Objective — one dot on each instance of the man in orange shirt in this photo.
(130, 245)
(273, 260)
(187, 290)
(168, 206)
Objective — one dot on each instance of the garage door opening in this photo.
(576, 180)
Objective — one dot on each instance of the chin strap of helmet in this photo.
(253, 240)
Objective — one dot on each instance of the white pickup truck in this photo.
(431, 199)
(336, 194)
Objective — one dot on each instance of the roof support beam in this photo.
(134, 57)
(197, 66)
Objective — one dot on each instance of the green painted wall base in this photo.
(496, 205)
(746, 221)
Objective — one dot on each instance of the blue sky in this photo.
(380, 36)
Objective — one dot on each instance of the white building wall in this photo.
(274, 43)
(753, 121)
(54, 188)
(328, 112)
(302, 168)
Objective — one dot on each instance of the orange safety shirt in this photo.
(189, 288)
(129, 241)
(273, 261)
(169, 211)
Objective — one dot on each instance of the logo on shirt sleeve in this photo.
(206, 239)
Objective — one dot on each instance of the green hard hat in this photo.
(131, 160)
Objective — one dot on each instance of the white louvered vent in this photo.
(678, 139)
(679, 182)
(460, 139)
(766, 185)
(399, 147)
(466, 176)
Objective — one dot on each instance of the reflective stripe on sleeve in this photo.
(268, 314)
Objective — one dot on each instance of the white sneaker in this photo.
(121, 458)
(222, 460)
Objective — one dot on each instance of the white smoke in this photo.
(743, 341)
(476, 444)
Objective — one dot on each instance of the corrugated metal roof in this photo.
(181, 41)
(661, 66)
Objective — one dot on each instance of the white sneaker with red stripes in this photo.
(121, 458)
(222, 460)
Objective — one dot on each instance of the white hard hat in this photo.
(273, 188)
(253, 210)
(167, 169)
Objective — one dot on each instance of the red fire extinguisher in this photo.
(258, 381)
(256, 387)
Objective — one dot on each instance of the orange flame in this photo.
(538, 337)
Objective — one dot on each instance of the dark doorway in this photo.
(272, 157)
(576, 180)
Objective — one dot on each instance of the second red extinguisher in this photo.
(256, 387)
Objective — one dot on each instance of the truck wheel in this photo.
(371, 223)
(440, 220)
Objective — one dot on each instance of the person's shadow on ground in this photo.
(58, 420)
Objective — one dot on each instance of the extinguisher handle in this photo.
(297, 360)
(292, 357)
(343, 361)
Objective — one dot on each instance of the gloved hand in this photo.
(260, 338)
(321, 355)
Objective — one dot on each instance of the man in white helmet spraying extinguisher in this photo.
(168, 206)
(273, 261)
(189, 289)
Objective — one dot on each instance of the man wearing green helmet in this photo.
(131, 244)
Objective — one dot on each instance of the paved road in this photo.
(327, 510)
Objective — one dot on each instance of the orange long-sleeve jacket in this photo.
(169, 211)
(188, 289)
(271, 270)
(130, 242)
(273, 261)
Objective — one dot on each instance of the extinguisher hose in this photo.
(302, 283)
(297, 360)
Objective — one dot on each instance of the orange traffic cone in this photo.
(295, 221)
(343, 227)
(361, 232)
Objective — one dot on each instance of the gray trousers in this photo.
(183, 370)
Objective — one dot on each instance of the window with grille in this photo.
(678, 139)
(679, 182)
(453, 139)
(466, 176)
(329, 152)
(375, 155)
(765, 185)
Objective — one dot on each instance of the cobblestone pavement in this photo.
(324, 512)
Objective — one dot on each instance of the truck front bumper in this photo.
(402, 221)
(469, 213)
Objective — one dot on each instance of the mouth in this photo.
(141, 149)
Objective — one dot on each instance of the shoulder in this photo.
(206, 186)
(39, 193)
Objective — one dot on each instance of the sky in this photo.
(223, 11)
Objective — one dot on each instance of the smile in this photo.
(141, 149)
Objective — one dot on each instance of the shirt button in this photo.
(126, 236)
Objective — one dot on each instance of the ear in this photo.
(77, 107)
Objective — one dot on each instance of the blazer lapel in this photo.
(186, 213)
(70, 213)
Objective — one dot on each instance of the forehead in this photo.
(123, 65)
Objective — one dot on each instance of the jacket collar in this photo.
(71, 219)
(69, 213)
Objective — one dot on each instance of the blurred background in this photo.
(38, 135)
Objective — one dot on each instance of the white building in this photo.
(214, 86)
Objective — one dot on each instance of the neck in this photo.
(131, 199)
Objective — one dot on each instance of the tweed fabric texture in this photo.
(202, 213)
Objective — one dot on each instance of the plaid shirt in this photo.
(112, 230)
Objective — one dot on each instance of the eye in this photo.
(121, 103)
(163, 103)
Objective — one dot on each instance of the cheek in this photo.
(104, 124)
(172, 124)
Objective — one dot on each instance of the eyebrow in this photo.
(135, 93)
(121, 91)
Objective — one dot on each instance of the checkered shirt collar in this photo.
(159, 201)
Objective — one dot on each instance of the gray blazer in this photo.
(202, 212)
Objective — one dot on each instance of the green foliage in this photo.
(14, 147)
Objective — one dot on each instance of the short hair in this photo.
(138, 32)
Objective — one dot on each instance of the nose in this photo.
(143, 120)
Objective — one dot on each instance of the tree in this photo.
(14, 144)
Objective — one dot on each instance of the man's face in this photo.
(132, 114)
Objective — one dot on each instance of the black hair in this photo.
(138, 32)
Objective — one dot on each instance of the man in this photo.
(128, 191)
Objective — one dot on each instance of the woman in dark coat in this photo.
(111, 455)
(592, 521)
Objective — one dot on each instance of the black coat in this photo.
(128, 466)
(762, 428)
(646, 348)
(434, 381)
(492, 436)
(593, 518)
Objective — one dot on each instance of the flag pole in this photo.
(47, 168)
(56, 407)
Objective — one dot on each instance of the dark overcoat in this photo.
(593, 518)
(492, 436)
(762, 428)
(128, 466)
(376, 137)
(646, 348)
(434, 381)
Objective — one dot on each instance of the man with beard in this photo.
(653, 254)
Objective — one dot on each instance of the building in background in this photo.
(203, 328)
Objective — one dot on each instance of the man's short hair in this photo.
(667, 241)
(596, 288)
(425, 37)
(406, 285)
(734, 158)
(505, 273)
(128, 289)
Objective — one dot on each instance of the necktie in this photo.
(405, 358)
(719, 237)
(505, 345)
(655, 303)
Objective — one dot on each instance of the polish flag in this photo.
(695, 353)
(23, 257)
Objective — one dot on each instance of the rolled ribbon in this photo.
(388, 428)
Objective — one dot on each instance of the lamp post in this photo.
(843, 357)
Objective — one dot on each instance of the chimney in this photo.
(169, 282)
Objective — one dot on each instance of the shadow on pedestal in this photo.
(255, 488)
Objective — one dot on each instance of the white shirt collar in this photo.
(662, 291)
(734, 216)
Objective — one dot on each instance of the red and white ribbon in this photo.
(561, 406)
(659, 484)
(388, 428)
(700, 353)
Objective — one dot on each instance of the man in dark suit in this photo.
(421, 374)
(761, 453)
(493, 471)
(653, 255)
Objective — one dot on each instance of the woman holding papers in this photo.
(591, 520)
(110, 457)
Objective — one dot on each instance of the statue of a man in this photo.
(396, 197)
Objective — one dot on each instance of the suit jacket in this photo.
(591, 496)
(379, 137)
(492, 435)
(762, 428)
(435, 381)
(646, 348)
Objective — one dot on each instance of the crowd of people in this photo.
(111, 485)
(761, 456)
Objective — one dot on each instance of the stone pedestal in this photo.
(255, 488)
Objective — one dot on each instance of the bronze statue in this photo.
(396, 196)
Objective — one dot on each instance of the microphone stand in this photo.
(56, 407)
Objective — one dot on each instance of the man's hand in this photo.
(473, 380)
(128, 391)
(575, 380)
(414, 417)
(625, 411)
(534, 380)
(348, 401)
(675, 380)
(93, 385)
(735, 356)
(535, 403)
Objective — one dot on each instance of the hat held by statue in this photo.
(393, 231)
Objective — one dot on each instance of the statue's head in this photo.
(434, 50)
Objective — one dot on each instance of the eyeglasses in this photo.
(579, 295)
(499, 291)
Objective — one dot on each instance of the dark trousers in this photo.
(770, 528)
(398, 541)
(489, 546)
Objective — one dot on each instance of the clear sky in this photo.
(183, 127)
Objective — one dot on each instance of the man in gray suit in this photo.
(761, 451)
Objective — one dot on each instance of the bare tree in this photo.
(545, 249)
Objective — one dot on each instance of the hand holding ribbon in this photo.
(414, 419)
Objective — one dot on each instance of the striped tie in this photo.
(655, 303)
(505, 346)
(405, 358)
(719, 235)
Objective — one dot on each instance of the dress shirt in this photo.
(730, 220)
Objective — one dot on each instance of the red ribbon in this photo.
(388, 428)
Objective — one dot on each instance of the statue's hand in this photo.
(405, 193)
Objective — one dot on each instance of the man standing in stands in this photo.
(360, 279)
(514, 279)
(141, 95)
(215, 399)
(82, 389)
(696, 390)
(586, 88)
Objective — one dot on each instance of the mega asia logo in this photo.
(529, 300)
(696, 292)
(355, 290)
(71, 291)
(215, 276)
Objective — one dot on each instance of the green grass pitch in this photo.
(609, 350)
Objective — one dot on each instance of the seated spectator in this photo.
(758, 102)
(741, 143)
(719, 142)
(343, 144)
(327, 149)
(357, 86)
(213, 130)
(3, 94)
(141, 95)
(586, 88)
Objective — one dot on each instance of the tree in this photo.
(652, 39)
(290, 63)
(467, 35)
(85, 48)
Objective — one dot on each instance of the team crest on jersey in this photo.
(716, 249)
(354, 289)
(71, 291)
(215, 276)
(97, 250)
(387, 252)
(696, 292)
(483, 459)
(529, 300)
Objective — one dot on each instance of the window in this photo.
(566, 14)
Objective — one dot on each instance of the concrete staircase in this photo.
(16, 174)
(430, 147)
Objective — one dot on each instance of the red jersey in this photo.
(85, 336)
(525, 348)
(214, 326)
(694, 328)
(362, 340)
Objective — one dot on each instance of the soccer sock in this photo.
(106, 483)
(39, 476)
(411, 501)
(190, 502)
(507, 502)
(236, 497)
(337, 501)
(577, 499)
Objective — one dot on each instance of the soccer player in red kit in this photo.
# # #
Every line from the one holding "Objective — one dot on each instance of the striped" through the final line of the listing must be echoed exactly; leave out all other lines.

> **Worked solution**
Objective — one dot on each instance of the striped tie in this photo.
(655, 303)
(505, 346)
(405, 358)
(719, 235)
Objective — one dot on each instance of the dress shirt in this photo.
(730, 220)
Objective — one dot on each instance of the red ribbon in this photo.
(388, 428)
Objective — one dot on each instance of the statue's hand in this photo.
(405, 193)
Objective — one dot on each instance of the man standing in stands in this photo.
(360, 279)
(514, 279)
(141, 95)
(215, 399)
(82, 389)
(696, 390)
(586, 88)
Objective — one dot on each instance of the mega asia logo in this photo.
(529, 300)
(696, 292)
(355, 290)
(71, 291)
(215, 276)
Objective — one dot on each instance of the green grass pitch in this photo.
(609, 350)
Objective — one dot on each instance of the seated spectator in this photo.
(758, 102)
(741, 143)
(719, 142)
(343, 144)
(327, 149)
(357, 86)
(213, 130)
(3, 94)
(141, 95)
(586, 88)
Objective — one dot on each instance of the tree in this photo.
(652, 39)
(290, 63)
(467, 35)
(85, 48)
Objective — one dot on each instance of the team crest on jersey in this photo.
(716, 249)
(354, 289)
(71, 291)
(215, 276)
(97, 250)
(387, 252)
(696, 292)
(483, 459)
(529, 300)
Objective — one dot on each instance of the window in this photo.
(566, 14)
Objective — one dot on each instance of the concrete staircase in this photo.
(16, 174)
(430, 147)
Objective — one dot on each instance of the red jersey in this photo.
(85, 336)
(525, 348)
(214, 326)
(694, 328)
(362, 340)
Objective — one dot on each instance of the soccer sock in this photo.
(106, 483)
(39, 476)
(411, 501)
(190, 502)
(507, 502)
(236, 497)
(337, 501)
(577, 499)
Objective — one dot on each instance of the soccer player in red kit in this photo.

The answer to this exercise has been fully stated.